◆ Action item:
Scan the listing below for the word "prompts" and copy every line where it occurs.

◆ Extracted entries:
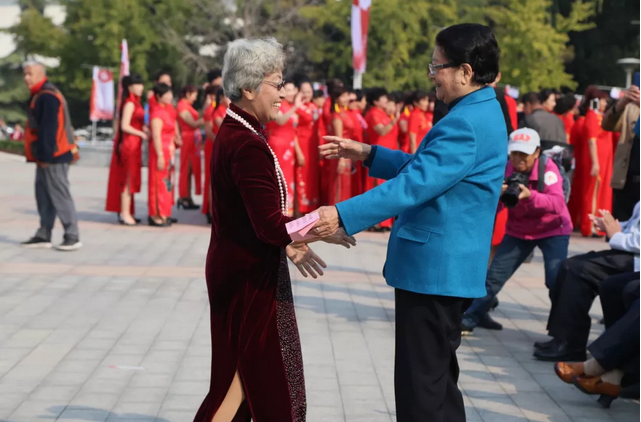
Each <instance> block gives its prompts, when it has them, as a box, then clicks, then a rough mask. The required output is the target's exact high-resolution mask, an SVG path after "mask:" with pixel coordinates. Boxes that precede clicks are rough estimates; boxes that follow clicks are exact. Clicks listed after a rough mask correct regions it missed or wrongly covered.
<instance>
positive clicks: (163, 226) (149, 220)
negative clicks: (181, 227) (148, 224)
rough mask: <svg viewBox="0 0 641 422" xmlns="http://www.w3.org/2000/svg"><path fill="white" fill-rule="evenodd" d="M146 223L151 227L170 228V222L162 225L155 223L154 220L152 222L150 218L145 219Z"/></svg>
mask: <svg viewBox="0 0 641 422" xmlns="http://www.w3.org/2000/svg"><path fill="white" fill-rule="evenodd" d="M147 223H148V224H149V225H150V226H152V227H169V226H171V222H170V221H169V220H167V221H165V222H162V223H158V222H156V220H154V219H153V218H151V217H147Z"/></svg>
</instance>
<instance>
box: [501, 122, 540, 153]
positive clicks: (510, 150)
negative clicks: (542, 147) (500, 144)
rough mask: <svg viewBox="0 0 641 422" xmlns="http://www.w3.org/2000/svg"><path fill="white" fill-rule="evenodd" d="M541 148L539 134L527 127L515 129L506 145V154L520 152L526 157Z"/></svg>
mask: <svg viewBox="0 0 641 422" xmlns="http://www.w3.org/2000/svg"><path fill="white" fill-rule="evenodd" d="M540 146H541V137H540V136H539V133H538V132H537V131H536V130H534V129H530V128H527V127H524V128H522V129H517V130H515V131H514V132H512V133H510V140H509V142H508V143H507V152H508V153H511V152H514V151H518V152H522V153H524V154H527V155H532V154H534V151H536V149H537V148H539V147H540Z"/></svg>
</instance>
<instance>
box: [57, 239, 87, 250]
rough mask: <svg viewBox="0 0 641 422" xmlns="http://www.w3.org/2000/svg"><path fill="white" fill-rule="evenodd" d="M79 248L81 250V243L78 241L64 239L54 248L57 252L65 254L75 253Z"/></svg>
mask: <svg viewBox="0 0 641 422" xmlns="http://www.w3.org/2000/svg"><path fill="white" fill-rule="evenodd" d="M80 248H82V243H81V242H80V240H78V239H65V240H63V241H62V243H61V244H59V245H58V246H56V249H57V250H59V251H65V252H69V251H77V250H78V249H80Z"/></svg>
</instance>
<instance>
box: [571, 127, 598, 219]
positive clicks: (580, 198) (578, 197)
mask: <svg viewBox="0 0 641 422" xmlns="http://www.w3.org/2000/svg"><path fill="white" fill-rule="evenodd" d="M584 124H585V117H584V116H581V117H579V118H578V119H577V120H576V122H575V123H574V126H573V127H572V133H570V140H571V141H572V147H573V148H574V174H573V175H572V189H571V190H570V200H569V201H568V210H569V211H570V218H572V225H573V226H574V227H577V228H580V227H581V214H582V208H583V197H584V196H585V188H584V186H585V183H586V180H585V179H586V178H585V176H586V173H585V171H583V170H584V169H585V168H586V167H587V168H588V169H589V168H590V166H591V165H592V164H591V163H592V160H590V154H589V150H588V155H587V157H586V156H585V150H586V149H587V148H588V146H587V139H586V138H585V136H584V132H583V129H584ZM586 158H587V161H586ZM589 175H590V170H588V172H587V176H589Z"/></svg>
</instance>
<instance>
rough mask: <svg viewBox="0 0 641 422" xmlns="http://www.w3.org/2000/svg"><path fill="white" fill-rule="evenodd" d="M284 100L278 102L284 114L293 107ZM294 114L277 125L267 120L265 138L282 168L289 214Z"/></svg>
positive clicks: (293, 160) (293, 193) (281, 111)
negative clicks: (286, 187)
mask: <svg viewBox="0 0 641 422" xmlns="http://www.w3.org/2000/svg"><path fill="white" fill-rule="evenodd" d="M293 106H294V105H293V104H290V103H289V102H287V101H286V100H283V101H282V102H281V104H280V112H281V113H283V114H285V113H287V112H288V111H289V110H291V108H292V107H293ZM296 120H297V117H296V114H295V113H294V115H293V116H292V117H291V118H290V119H289V120H288V121H287V123H285V124H284V125H282V126H281V125H279V124H278V123H276V122H269V123H268V124H267V139H268V140H269V146H270V147H272V150H273V151H274V153H275V154H276V157H278V162H279V163H280V168H281V169H282V170H283V175H284V176H285V180H286V181H287V197H288V203H287V212H288V213H289V215H293V214H294V189H295V186H296V180H295V177H294V174H295V172H294V166H295V164H296V150H295V149H294V140H295V138H296Z"/></svg>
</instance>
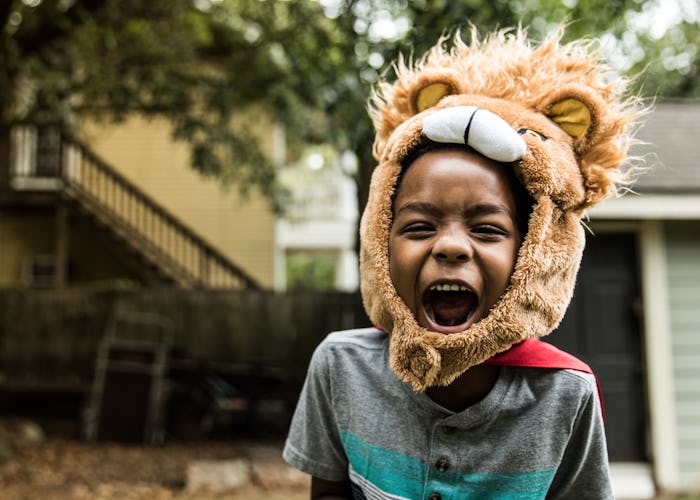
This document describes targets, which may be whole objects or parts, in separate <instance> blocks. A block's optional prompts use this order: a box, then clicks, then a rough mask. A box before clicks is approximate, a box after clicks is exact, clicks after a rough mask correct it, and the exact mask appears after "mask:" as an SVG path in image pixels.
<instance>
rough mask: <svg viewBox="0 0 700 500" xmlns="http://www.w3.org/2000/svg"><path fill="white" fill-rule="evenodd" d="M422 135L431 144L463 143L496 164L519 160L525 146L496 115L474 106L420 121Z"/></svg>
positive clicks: (500, 118) (430, 117)
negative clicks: (496, 162)
mask: <svg viewBox="0 0 700 500" xmlns="http://www.w3.org/2000/svg"><path fill="white" fill-rule="evenodd" d="M423 133H424V134H425V136H426V137H427V138H428V139H430V140H432V141H435V142H446V143H451V144H467V145H468V146H471V147H473V148H474V149H476V150H477V151H478V152H479V153H481V154H483V155H484V156H486V157H488V158H491V159H492V160H496V161H499V162H513V161H516V160H520V159H522V157H523V156H524V155H525V151H526V150H527V144H526V143H525V141H524V140H523V138H522V137H520V135H518V133H517V132H516V131H515V130H513V128H512V127H511V126H510V125H508V123H507V122H506V121H505V120H503V118H501V117H500V116H498V115H496V114H494V113H492V112H490V111H488V110H485V109H479V108H477V107H476V106H454V107H451V108H445V109H441V110H440V111H437V112H435V113H433V114H431V115H429V116H428V117H426V118H425V120H423Z"/></svg>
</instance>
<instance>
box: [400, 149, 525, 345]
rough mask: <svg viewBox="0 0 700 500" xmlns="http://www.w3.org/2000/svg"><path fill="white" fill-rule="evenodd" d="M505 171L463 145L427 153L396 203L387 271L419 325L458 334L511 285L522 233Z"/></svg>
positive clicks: (427, 152) (411, 165) (409, 168)
mask: <svg viewBox="0 0 700 500" xmlns="http://www.w3.org/2000/svg"><path fill="white" fill-rule="evenodd" d="M504 168H509V167H507V166H503V165H500V164H498V163H496V162H493V161H492V160H489V159H487V158H485V157H483V156H481V155H479V154H477V153H472V152H470V151H465V150H461V149H440V150H434V151H429V152H427V153H425V154H423V155H422V156H420V157H418V158H417V159H416V160H415V161H414V162H413V163H412V164H411V165H410V167H408V170H407V171H406V172H405V174H404V177H403V180H402V181H401V185H400V187H399V190H398V192H397V195H396V199H395V201H394V212H393V224H392V227H391V232H390V235H389V273H390V276H391V279H392V281H393V283H394V287H395V288H396V291H397V292H398V294H399V296H400V297H401V299H403V301H404V302H405V303H406V305H407V306H408V308H409V309H410V310H411V312H412V313H413V315H414V316H415V318H416V320H417V321H418V323H419V324H420V325H421V326H423V327H425V328H427V329H429V330H432V331H435V332H440V333H444V334H450V333H457V332H461V331H463V330H465V329H467V328H468V327H469V326H471V325H472V324H473V323H475V322H476V321H478V320H480V319H482V318H484V317H485V316H486V315H487V314H488V312H489V310H490V309H491V307H492V306H493V305H494V304H495V303H496V301H497V300H498V299H499V298H500V297H501V295H502V294H503V292H504V291H505V289H506V288H507V286H508V284H509V282H510V275H511V273H512V272H513V267H514V265H515V260H516V257H517V252H518V248H519V246H520V243H521V235H520V234H519V232H518V229H517V222H516V221H517V213H516V205H515V201H514V199H513V195H512V192H511V188H510V186H509V184H508V180H507V178H506V176H505V174H504V170H503V169H504Z"/></svg>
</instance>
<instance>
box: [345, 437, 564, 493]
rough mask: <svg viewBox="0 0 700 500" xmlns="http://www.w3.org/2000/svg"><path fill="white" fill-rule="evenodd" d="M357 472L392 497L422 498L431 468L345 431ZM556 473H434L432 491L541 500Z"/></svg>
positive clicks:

◆ Your solution:
Each <instance> block gives its prompts, when it has them, as a box, then clicks, then a rough mask. The required output is the target's exact high-resolution mask, an SVG path after "mask:" with pixel coordinates. Boxes that precede clicks are rough estimates; boxes that follow clicks are exact. Clicks listed after a rough mask correct regions it missed or wrongly covered.
This document describes targets, which may be whole objects or parts, in separate <instance> blocks. A block's optional prompts use this order: a box, then clicks, then a rough mask. A box before clicks is approximate, a box after clicks is exact, clicks after a rough mask correct it, and the exact mask appears after "mask:" as an SVG path in image pixels.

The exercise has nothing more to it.